◆ Directions for this task: Rewrite all of the data below, replacing each "takes one dot" with "gets a single point" and leaving everything else as it is. Leave out the pictures.

◆ Input data:

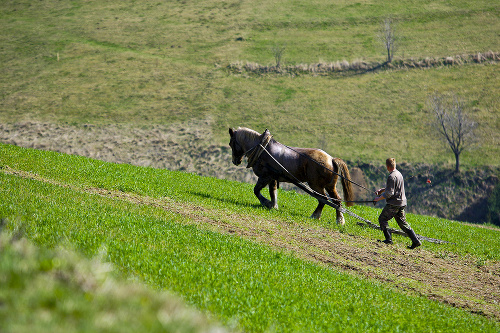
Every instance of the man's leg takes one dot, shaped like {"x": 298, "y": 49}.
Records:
{"x": 383, "y": 220}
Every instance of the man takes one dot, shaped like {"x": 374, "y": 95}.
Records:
{"x": 394, "y": 194}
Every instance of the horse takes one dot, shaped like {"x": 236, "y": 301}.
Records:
{"x": 314, "y": 166}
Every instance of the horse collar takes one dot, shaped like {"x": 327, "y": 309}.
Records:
{"x": 254, "y": 153}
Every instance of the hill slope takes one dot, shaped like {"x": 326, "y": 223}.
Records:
{"x": 164, "y": 227}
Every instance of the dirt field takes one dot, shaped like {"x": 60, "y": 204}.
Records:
{"x": 445, "y": 278}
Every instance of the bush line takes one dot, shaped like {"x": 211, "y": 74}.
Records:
{"x": 360, "y": 66}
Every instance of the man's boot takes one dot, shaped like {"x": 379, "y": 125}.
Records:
{"x": 415, "y": 242}
{"x": 388, "y": 237}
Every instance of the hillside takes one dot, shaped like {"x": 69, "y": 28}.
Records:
{"x": 254, "y": 269}
{"x": 189, "y": 147}
{"x": 148, "y": 64}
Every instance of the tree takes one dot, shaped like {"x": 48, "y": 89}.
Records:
{"x": 387, "y": 35}
{"x": 452, "y": 123}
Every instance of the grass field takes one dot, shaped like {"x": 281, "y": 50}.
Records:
{"x": 135, "y": 218}
{"x": 144, "y": 63}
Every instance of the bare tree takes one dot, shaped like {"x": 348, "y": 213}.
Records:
{"x": 387, "y": 35}
{"x": 278, "y": 53}
{"x": 453, "y": 124}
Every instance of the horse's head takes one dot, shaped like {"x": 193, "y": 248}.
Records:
{"x": 236, "y": 147}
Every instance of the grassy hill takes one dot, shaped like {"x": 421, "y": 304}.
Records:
{"x": 209, "y": 241}
{"x": 142, "y": 63}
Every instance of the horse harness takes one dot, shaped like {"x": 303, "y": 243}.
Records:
{"x": 254, "y": 153}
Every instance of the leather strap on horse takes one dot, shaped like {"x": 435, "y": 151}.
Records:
{"x": 254, "y": 153}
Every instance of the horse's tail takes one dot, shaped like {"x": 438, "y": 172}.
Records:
{"x": 346, "y": 180}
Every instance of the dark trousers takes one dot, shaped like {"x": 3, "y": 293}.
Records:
{"x": 398, "y": 212}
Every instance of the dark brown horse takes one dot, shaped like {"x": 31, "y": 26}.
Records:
{"x": 313, "y": 166}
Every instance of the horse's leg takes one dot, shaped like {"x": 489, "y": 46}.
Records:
{"x": 319, "y": 209}
{"x": 273, "y": 193}
{"x": 261, "y": 183}
{"x": 332, "y": 191}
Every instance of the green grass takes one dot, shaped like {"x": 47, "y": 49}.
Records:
{"x": 143, "y": 63}
{"x": 57, "y": 290}
{"x": 243, "y": 283}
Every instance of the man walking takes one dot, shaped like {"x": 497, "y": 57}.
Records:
{"x": 394, "y": 194}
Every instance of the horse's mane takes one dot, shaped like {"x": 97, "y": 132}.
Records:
{"x": 246, "y": 135}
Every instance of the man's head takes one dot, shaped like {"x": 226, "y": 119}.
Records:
{"x": 390, "y": 163}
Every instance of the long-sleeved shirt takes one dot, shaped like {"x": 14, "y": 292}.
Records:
{"x": 395, "y": 189}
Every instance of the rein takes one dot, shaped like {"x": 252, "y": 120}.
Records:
{"x": 254, "y": 153}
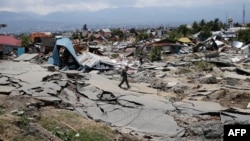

◆ Solution for this exercise:
Every instance of the man's leg gets a single point, shaped like {"x": 298, "y": 49}.
Records:
{"x": 383, "y": 220}
Every instance of the man gets a single point, shaped like {"x": 374, "y": 95}.
Records:
{"x": 394, "y": 194}
Every instance of the horse gets a single point, shaped like {"x": 236, "y": 301}.
Records:
{"x": 314, "y": 166}
Every instance of the horse collar gets a single point, shaped like {"x": 327, "y": 309}.
Records:
{"x": 254, "y": 153}
Every instance of the hill slope gets a single point, shaped like {"x": 326, "y": 223}.
Records:
{"x": 164, "y": 227}
Every instance of the dirt field gets a single point, shaped like {"x": 60, "y": 204}.
Records:
{"x": 445, "y": 278}
Every instance of the bush line gets a single point, shaped like {"x": 211, "y": 74}.
Records:
{"x": 360, "y": 66}
Every instance of the man's boot gets a single point, shaped like {"x": 379, "y": 125}.
Records:
{"x": 415, "y": 242}
{"x": 388, "y": 237}
Every instance of the hillside gets a single point, shaped like {"x": 69, "y": 28}.
Records:
{"x": 254, "y": 269}
{"x": 189, "y": 147}
{"x": 148, "y": 64}
Every instance of the tree gets a single point, shaped like {"x": 48, "y": 89}.
Records:
{"x": 387, "y": 35}
{"x": 452, "y": 123}
Every instance of the grass field gets a single point, shaped like {"x": 281, "y": 50}.
Records:
{"x": 135, "y": 218}
{"x": 144, "y": 63}
Every instance of the bare tree gets a single point, shaped like {"x": 348, "y": 213}.
Records:
{"x": 387, "y": 35}
{"x": 278, "y": 53}
{"x": 453, "y": 124}
Every instance of the horse's head gets a single point, shaped like {"x": 193, "y": 248}.
Records:
{"x": 236, "y": 147}
Every instance of the grassy hill gets a single point, shaped like {"x": 421, "y": 304}.
Records:
{"x": 209, "y": 241}
{"x": 142, "y": 63}
Every instance of the horse harness gets a single point, shaped like {"x": 303, "y": 243}.
Records:
{"x": 254, "y": 153}
Every instance of the leather strap on horse gets a single point, shaped like {"x": 435, "y": 151}.
Records:
{"x": 254, "y": 153}
Every instance of the horse's tail gets a single point, shaped like {"x": 438, "y": 172}.
Records:
{"x": 346, "y": 180}
Every instance of the dark trousers gets a single point, shaped like {"x": 3, "y": 293}.
Records:
{"x": 398, "y": 212}
Every instance of the dark brown horse gets a single point, shaped like {"x": 31, "y": 26}.
Records:
{"x": 313, "y": 166}
Every instance of the horse's leg gets a single point, shaped like {"x": 489, "y": 46}.
Records:
{"x": 319, "y": 209}
{"x": 273, "y": 193}
{"x": 261, "y": 183}
{"x": 332, "y": 191}
Every instance of the green grass gets a single point, shaped like {"x": 47, "y": 49}.
Records:
{"x": 143, "y": 63}
{"x": 57, "y": 290}
{"x": 243, "y": 283}
Every instance of the man walking gets a single point, shaped like {"x": 497, "y": 57}.
Records:
{"x": 394, "y": 194}
Every instance of the horse's mane gets a single point, shaped like {"x": 97, "y": 132}.
Records:
{"x": 246, "y": 135}
Every instance of the man's head gets a single point, shaped like {"x": 226, "y": 119}.
Records:
{"x": 390, "y": 163}
Every instance of the long-sleeved shirt gets a single point, shaped like {"x": 14, "y": 292}.
Records:
{"x": 395, "y": 189}
Every instance of the rein gets a single point, shaped like {"x": 252, "y": 120}.
Records:
{"x": 254, "y": 153}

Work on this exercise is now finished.